TEXT PASSAGE –
Until a Right is exercised, the holder thereof, as such, will have no rights as
a shareholder of the Company, including, without limitation, the right to vote
or to receive dividends.

The Rights have certain anti-takeover effects.  The Rights will cause
substantial dilution to a person or group that attempts to acquire the Company
on terms not approved by the Company's Board of Directors, except pursuant to an
offer conditioned on a substantial number of rights being acquired.  The Rights
should not interfere with any merger or other business combination approved by
the Board of Directors because the Rights may be redeemed by the Company at the
Redemption Price prior to the occurrence of a Distribution Date.

The Rights Agreement, dated as of October 1, 1998, between the Company and the
Rights Agent, specifying the terms of the Rights, is attached hereto as an
exhibit and is incorporated herein by reference.  The foregoing description of
the Rights is qualified in its entirety by reference to such exhibit.  The
Certificate of Designation for the Series A Junior Participating Preferred Stock
is attached hereto as an exhibit.  The foregoing description of the Series A
Junior Participating Preferred Stock is qualified in its entirety by reference
to such exhibit.


Item 7.   Financial Statements and Exhibits
          ---------------------------------

     a)   Financial statements of businesses acquired
          -------------------------------------------

          Not applicable.

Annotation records
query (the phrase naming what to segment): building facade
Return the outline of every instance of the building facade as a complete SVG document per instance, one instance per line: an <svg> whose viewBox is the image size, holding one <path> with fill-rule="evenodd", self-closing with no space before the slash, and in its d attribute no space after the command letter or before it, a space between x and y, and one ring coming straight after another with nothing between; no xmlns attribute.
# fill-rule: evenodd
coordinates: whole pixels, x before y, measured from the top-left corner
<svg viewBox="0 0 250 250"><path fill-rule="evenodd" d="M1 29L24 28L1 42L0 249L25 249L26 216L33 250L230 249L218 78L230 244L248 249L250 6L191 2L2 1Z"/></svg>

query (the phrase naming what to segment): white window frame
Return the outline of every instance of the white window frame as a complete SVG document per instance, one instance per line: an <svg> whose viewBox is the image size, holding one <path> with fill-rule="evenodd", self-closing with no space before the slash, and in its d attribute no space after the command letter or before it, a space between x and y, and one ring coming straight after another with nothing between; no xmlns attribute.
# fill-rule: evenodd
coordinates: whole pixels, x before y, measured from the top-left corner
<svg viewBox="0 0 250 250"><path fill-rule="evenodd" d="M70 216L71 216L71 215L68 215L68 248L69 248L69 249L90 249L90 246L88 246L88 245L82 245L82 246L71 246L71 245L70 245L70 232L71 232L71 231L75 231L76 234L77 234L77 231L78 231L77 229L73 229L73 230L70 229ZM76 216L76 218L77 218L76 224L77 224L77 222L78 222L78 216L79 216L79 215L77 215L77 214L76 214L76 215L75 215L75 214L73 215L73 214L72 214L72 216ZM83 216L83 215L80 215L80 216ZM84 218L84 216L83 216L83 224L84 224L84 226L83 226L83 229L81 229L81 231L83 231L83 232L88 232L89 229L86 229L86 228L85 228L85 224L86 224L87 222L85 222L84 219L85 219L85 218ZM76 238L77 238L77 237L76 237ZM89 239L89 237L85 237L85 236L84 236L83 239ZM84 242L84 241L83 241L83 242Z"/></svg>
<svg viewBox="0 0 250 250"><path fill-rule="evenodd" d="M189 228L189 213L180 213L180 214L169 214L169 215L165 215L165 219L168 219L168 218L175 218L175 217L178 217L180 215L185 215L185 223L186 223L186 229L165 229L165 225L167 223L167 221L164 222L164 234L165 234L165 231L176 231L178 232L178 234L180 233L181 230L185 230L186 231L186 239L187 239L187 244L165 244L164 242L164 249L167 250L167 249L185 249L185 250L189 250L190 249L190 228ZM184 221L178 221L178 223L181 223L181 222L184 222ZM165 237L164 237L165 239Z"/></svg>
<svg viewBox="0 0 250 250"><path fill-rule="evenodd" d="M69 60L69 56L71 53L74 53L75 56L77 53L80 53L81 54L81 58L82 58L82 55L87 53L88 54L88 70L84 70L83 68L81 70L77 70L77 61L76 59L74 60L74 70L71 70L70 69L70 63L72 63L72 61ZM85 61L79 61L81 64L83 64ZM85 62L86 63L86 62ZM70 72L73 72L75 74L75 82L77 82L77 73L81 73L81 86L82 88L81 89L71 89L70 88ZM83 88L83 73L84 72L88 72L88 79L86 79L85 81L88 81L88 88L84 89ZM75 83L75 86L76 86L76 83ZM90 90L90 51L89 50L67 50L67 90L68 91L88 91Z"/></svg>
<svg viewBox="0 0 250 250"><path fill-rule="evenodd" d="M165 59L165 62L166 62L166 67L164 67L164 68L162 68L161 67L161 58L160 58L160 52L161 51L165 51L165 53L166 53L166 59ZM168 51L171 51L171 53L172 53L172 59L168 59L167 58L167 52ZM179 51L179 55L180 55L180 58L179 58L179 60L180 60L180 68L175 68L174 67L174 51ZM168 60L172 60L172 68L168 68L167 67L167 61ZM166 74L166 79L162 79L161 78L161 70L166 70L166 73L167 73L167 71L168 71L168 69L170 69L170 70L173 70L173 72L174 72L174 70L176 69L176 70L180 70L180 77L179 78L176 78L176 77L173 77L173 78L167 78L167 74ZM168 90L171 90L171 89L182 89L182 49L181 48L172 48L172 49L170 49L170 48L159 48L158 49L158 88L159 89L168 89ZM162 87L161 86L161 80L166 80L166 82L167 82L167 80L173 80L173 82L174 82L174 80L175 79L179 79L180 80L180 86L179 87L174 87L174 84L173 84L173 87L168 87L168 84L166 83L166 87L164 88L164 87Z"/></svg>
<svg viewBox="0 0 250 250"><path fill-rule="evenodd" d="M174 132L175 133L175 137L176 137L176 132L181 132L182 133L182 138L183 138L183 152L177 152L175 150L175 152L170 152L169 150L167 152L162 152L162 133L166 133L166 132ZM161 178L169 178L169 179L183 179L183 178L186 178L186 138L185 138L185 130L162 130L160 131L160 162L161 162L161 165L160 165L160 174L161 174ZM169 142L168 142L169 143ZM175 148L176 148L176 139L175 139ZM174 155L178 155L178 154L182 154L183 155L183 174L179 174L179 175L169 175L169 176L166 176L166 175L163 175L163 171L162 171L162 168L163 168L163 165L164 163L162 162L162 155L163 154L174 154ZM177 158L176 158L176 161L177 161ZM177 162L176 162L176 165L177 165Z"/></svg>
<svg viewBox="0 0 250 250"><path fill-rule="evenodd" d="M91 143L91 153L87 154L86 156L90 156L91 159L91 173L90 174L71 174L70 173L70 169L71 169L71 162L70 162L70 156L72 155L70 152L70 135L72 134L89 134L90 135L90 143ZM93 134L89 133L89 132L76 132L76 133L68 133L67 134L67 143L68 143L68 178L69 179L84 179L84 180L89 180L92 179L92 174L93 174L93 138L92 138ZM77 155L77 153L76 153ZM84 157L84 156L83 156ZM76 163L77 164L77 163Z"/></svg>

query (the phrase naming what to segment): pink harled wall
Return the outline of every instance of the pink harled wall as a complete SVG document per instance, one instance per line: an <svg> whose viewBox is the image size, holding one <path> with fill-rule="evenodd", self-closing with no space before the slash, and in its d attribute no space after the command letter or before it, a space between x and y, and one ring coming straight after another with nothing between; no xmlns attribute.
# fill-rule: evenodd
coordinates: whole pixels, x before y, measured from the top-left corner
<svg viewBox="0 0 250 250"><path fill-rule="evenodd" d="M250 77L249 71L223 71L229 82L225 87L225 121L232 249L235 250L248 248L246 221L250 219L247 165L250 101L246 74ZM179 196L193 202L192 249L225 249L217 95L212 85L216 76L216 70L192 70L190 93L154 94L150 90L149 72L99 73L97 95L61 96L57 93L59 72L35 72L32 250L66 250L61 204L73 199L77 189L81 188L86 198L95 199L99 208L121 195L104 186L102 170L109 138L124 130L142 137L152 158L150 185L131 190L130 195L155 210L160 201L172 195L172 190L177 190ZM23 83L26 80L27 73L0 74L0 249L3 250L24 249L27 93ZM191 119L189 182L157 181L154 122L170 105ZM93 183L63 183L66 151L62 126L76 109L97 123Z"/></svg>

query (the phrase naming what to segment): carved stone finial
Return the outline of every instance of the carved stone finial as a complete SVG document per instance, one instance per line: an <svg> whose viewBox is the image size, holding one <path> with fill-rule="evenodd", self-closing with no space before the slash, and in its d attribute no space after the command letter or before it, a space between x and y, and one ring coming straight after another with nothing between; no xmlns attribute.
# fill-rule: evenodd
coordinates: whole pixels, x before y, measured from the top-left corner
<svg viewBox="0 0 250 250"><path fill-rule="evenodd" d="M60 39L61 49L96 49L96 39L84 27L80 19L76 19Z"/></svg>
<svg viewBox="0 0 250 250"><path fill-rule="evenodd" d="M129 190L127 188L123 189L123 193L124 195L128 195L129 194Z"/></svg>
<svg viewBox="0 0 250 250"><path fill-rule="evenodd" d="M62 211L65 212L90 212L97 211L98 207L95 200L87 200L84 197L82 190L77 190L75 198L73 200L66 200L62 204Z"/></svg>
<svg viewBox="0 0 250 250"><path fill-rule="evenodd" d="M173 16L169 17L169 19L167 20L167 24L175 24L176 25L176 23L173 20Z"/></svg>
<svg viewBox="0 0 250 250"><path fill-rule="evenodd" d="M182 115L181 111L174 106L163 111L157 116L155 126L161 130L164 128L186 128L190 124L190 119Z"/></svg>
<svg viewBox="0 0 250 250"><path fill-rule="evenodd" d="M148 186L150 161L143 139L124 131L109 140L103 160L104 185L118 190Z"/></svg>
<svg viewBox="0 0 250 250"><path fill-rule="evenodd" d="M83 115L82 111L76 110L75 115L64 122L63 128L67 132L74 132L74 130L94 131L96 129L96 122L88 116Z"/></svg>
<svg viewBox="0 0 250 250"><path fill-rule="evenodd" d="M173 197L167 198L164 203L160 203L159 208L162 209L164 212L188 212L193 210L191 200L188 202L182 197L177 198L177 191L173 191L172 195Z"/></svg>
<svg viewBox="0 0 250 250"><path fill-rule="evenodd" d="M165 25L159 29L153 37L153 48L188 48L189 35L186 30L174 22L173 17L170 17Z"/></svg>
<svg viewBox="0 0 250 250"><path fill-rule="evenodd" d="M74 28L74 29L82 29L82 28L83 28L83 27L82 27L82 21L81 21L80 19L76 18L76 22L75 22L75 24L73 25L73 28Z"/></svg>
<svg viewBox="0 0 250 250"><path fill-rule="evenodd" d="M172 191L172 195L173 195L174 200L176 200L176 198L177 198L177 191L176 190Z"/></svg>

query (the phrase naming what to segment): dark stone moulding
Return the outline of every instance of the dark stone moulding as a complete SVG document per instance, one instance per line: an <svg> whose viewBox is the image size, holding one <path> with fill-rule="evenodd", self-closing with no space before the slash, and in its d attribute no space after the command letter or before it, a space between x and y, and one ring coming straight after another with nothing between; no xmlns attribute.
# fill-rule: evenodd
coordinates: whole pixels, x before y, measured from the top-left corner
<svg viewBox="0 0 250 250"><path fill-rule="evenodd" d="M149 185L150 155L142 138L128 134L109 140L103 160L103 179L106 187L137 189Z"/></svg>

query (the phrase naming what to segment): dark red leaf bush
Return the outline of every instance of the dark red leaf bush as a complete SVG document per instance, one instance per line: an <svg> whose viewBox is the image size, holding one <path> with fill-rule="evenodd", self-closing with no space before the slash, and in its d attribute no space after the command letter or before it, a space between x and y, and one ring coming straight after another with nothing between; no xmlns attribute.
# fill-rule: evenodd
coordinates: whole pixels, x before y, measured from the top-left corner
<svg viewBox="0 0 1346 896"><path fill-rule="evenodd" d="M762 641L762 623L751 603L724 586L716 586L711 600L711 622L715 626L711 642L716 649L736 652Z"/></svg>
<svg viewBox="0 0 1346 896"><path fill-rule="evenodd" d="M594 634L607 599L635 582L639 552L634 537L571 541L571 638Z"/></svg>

EXERCISE TASKS –
**a)** Please edit the rights plan passage from "Until a Right" through "a Distribution Date.", replacing "Board of Directors" with "Board".
**b)** In the rights plan passage, what date is the Rights Agreement dated as of?
**c)** Decide whether each statement agrees with the rights plan passage, answering yes or no and quoting the deciding words: (i) A holder of a Right that has not been exercised may vote as a shareholder of the Company. (ii) The Company may redeem the Rights at the Redemption Price before a Distribution Date occurs. (iii) Financial statements of businesses acquired are marked as not applicable.

OUTPUTS FOR THE TASKS –
**a)**
Until a Right is exercised, the holder thereof, as such, will have no rights as
a shareholder of the Company, including, without limitation, the right to vote
or to receive dividends.

The Rights have certain anti-takeover effects.  The Rights will cause
substantial dilution to a person or group that attempts to acquire the Company
on terms not approved by the Company's Board, except pursuant to an
offer conditioned on a substantial number of rights being acquired.  The Rights
should not interfere with any merger or other business combination approved by
the Board because the Rights may be redeemed by the Company at the
Redemption Price prior to the occurrence of a Distribution Date.

**b)** October 1, 1998

**c)**
(i) No: "Until a Right is exercised, the holder thereof, as such, will have no rights as a shareholder of the Company, including, without limitation, the right to vote"
(ii) Yes: "the Rights may be redeemed by the Company at the Redemption Price prior to the occurrence of a Distribution Date"
(iii) Yes: "Financial statements of businesses acquired" followed by "Not applicable."